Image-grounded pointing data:
____

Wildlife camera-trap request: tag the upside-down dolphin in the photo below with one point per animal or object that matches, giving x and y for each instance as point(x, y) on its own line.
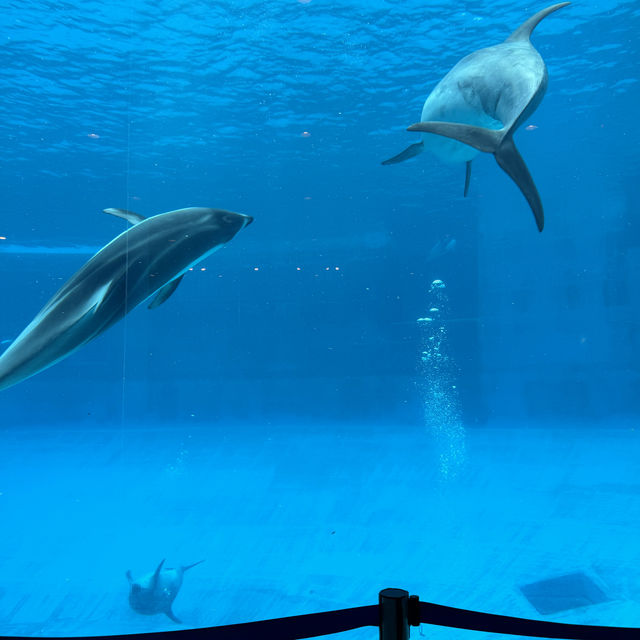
point(155, 593)
point(149, 258)
point(481, 102)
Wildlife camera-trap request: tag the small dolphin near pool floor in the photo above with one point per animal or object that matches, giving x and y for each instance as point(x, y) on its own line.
point(303, 518)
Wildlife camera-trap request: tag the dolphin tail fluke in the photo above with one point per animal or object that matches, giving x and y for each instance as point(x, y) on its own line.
point(172, 616)
point(190, 566)
point(410, 152)
point(524, 31)
point(467, 178)
point(513, 165)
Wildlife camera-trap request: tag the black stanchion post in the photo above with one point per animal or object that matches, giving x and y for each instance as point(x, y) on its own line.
point(394, 614)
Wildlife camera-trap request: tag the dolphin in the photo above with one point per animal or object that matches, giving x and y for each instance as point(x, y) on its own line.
point(149, 258)
point(481, 102)
point(155, 592)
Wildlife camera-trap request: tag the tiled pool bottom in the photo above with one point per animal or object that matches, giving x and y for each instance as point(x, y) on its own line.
point(299, 519)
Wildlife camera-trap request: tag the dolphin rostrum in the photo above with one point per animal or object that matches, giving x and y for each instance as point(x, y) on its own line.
point(148, 258)
point(155, 592)
point(481, 102)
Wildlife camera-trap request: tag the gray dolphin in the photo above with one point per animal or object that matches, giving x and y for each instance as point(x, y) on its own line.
point(480, 103)
point(155, 592)
point(149, 258)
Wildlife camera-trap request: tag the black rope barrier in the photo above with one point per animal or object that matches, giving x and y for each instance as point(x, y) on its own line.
point(442, 616)
point(291, 628)
point(394, 614)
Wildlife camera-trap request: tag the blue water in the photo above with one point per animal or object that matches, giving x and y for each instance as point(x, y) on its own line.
point(287, 389)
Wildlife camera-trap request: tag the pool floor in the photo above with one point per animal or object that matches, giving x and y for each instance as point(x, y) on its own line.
point(296, 519)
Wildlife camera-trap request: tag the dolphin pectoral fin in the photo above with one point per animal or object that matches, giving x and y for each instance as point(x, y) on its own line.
point(165, 293)
point(513, 165)
point(467, 178)
point(172, 616)
point(129, 216)
point(480, 138)
point(410, 152)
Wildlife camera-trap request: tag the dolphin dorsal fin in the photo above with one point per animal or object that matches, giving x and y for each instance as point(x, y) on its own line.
point(190, 566)
point(524, 31)
point(156, 574)
point(129, 216)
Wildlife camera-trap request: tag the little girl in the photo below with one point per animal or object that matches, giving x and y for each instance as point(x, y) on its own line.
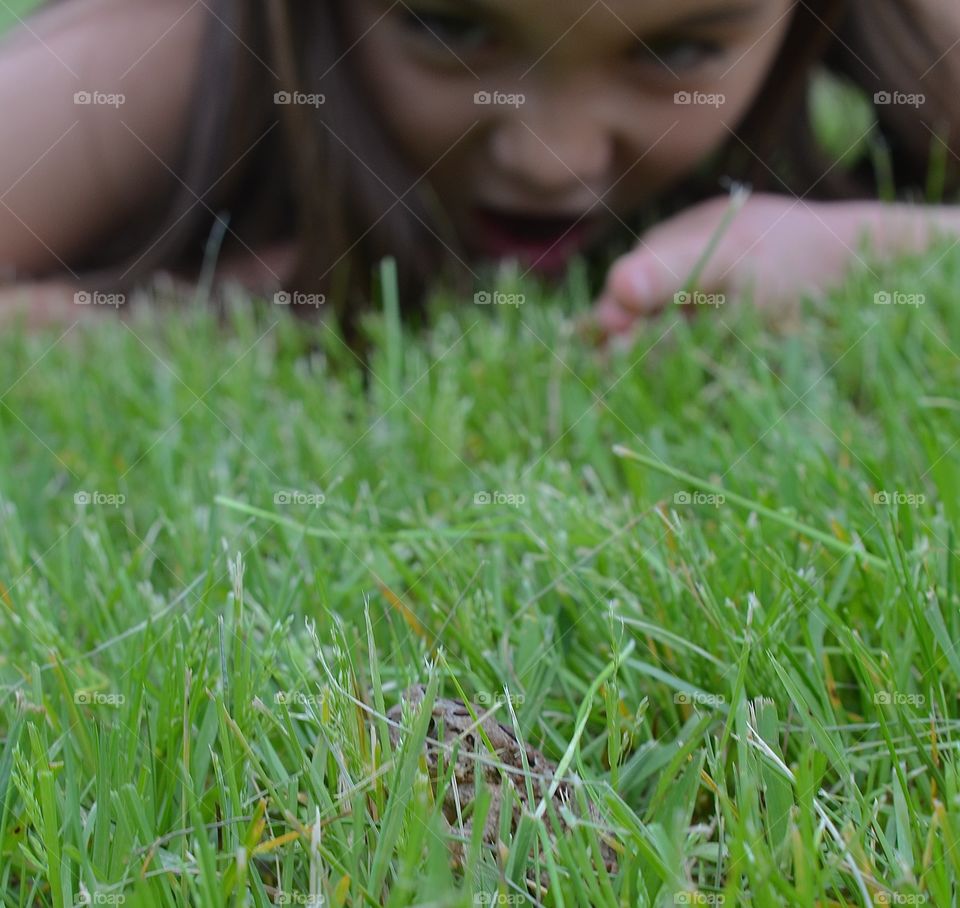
point(294, 143)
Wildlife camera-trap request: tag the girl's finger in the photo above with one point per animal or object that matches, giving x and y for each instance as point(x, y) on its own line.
point(649, 279)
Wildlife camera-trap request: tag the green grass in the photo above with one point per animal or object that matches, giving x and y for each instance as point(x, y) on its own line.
point(11, 11)
point(698, 525)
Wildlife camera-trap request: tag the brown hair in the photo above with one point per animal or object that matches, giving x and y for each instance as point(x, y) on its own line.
point(295, 171)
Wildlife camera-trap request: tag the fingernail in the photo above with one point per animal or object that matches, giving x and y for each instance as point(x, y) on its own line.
point(642, 287)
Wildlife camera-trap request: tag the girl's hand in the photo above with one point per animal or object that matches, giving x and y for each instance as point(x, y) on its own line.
point(776, 246)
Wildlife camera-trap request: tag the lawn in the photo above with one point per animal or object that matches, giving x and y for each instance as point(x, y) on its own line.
point(712, 576)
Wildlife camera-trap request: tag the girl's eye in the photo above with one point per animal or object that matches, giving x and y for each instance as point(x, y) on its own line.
point(448, 28)
point(680, 54)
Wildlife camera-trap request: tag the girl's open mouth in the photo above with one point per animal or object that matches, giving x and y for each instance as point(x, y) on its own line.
point(541, 242)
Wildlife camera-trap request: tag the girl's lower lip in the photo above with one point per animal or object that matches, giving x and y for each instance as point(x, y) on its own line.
point(500, 238)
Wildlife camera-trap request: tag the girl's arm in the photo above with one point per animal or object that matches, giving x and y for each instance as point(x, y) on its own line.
point(94, 98)
point(776, 249)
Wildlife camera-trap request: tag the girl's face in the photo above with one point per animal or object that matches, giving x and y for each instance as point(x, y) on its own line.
point(542, 124)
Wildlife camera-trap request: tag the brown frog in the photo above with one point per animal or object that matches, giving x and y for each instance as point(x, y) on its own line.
point(452, 726)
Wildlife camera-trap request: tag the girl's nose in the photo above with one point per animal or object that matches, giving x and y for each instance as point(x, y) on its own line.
point(551, 150)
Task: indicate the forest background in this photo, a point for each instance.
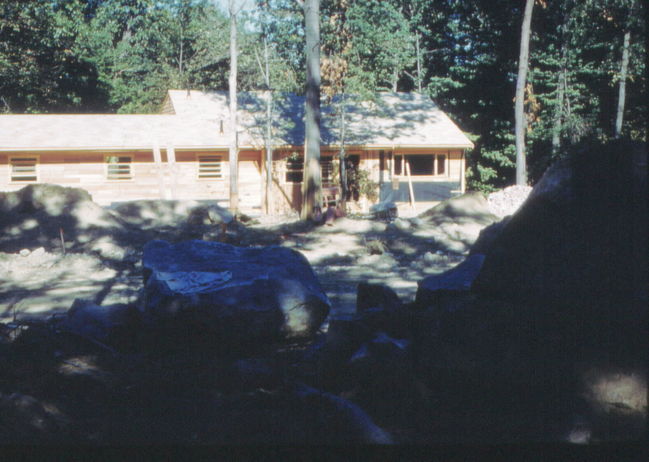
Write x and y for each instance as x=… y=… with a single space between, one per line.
x=107 y=56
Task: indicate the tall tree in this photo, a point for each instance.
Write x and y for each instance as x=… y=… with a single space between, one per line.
x=312 y=180
x=521 y=81
x=234 y=8
x=264 y=68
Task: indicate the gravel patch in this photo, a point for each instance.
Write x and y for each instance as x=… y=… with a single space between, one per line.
x=507 y=201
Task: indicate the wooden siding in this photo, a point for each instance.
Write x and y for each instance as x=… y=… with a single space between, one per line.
x=179 y=179
x=87 y=170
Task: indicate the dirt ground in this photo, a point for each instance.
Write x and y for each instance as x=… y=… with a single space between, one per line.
x=37 y=283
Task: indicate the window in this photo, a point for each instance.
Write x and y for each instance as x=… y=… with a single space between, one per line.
x=420 y=165
x=441 y=164
x=294 y=169
x=23 y=169
x=209 y=167
x=119 y=167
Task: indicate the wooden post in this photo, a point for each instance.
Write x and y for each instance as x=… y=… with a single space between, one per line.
x=462 y=179
x=412 y=193
x=157 y=158
x=171 y=160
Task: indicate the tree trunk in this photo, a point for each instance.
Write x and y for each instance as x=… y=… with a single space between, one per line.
x=418 y=52
x=232 y=84
x=312 y=180
x=269 y=151
x=341 y=155
x=519 y=108
x=558 y=114
x=621 y=95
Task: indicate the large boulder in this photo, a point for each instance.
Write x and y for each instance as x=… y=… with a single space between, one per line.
x=453 y=281
x=581 y=236
x=239 y=294
x=574 y=257
x=44 y=215
x=154 y=214
x=454 y=224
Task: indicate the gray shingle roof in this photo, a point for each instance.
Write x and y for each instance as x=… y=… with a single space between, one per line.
x=393 y=119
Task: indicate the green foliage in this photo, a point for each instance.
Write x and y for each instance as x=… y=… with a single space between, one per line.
x=122 y=55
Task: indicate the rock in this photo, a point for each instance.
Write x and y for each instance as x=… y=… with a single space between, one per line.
x=108 y=249
x=376 y=296
x=346 y=333
x=239 y=294
x=40 y=213
x=295 y=413
x=384 y=210
x=382 y=358
x=575 y=254
x=351 y=423
x=38 y=252
x=508 y=200
x=488 y=235
x=375 y=247
x=253 y=373
x=454 y=224
x=25 y=419
x=111 y=324
x=577 y=239
x=458 y=279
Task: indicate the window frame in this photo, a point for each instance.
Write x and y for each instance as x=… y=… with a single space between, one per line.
x=117 y=179
x=401 y=157
x=221 y=170
x=36 y=175
x=288 y=170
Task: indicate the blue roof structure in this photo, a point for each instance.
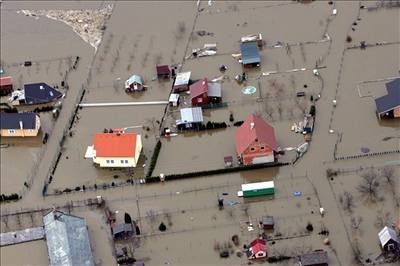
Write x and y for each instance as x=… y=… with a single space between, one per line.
x=67 y=239
x=16 y=120
x=250 y=53
x=391 y=100
x=38 y=93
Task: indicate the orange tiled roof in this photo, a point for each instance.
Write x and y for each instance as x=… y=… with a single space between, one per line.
x=115 y=145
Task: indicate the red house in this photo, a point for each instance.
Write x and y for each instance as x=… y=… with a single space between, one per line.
x=258 y=249
x=199 y=92
x=255 y=141
x=5 y=85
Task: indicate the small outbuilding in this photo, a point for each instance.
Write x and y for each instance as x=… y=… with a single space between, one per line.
x=250 y=54
x=389 y=239
x=190 y=118
x=257 y=250
x=214 y=92
x=134 y=83
x=199 y=92
x=389 y=105
x=122 y=231
x=163 y=72
x=316 y=258
x=35 y=93
x=181 y=82
x=174 y=99
x=5 y=85
x=267 y=222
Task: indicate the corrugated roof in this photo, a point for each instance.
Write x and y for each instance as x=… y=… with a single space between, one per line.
x=214 y=89
x=391 y=100
x=191 y=115
x=12 y=120
x=258 y=185
x=162 y=70
x=198 y=88
x=115 y=145
x=67 y=240
x=37 y=93
x=4 y=81
x=250 y=53
x=254 y=128
x=134 y=79
x=386 y=234
x=182 y=78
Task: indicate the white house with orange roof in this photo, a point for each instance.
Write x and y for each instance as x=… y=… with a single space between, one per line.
x=115 y=149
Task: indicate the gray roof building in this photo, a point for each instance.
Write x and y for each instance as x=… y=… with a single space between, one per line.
x=191 y=115
x=67 y=239
x=250 y=53
x=214 y=89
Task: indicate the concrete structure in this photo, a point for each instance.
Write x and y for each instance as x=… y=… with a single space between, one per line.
x=199 y=92
x=258 y=189
x=5 y=85
x=389 y=105
x=163 y=72
x=190 y=118
x=250 y=54
x=134 y=83
x=181 y=82
x=389 y=240
x=19 y=124
x=316 y=258
x=67 y=240
x=255 y=141
x=258 y=249
x=115 y=149
x=34 y=94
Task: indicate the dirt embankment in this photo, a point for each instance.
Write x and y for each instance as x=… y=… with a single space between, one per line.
x=89 y=24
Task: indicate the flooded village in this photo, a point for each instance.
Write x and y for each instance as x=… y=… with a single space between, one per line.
x=200 y=132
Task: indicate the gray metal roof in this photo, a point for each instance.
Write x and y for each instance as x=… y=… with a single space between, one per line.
x=191 y=115
x=16 y=120
x=67 y=239
x=214 y=89
x=250 y=53
x=386 y=234
x=391 y=100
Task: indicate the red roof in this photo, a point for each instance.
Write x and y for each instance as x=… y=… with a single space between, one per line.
x=162 y=70
x=258 y=245
x=115 y=144
x=5 y=81
x=253 y=128
x=198 y=88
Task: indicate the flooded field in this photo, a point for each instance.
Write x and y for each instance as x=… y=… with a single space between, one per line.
x=140 y=35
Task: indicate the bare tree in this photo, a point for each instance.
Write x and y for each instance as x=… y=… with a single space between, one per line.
x=369 y=184
x=356 y=222
x=347 y=201
x=388 y=173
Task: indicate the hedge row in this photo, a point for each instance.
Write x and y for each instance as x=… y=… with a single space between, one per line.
x=154 y=158
x=154 y=179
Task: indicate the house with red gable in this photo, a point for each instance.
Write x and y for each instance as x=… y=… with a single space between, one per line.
x=115 y=149
x=199 y=92
x=257 y=250
x=255 y=141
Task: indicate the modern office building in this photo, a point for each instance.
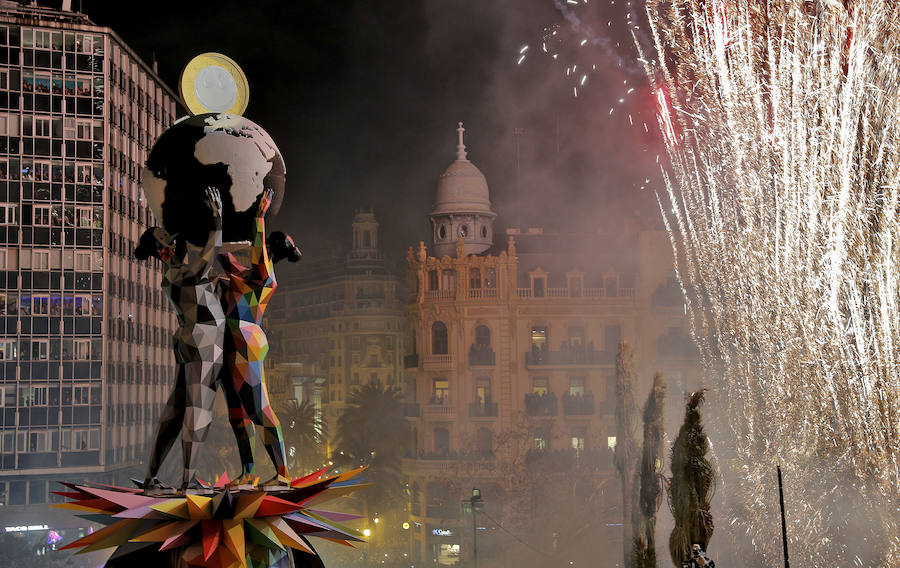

____

Problem requirements: Pick out, from the lines above, every one that contains the string "house".

Task response:
Task: indicate the red house in this photo, a point for each instance.
Task: indicate the white house with orange roof in this photo, a point for each instance.
Task: indicate the house with red gable in this photo, a point for each instance.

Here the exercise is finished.